* _Work instructions_: Repeat word for word everything from the start of the listing down to the line containing "Now the house", with both ends included.

* _Record set_:
• • • • • • •

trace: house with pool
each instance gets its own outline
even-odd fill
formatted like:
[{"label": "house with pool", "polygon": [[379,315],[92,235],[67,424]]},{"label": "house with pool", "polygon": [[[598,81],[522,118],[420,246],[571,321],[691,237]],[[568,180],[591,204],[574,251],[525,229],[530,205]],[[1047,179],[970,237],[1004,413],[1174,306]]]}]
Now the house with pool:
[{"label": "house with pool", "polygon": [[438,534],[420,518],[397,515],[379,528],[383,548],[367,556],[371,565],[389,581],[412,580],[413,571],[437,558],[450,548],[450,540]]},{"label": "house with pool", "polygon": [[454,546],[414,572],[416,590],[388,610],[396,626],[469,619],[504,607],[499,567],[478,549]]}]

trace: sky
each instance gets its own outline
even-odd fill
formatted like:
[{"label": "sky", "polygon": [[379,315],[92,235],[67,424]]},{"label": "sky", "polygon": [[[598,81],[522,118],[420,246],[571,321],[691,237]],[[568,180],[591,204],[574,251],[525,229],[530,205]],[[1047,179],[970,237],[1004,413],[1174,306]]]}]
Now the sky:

• • • • • • •

* _Written answer_:
trace: house with pool
each instance gets its own outline
even-odd fill
formatted like:
[{"label": "house with pool", "polygon": [[379,315],[92,235],[67,424]]},{"label": "house with pool", "polygon": [[[598,81],[522,118],[420,246],[571,321],[691,237]],[[568,180],[591,204],[574,251],[525,229],[530,205]],[[1047,179],[970,237],[1004,413],[1174,306]]]}]
Now the house with pool:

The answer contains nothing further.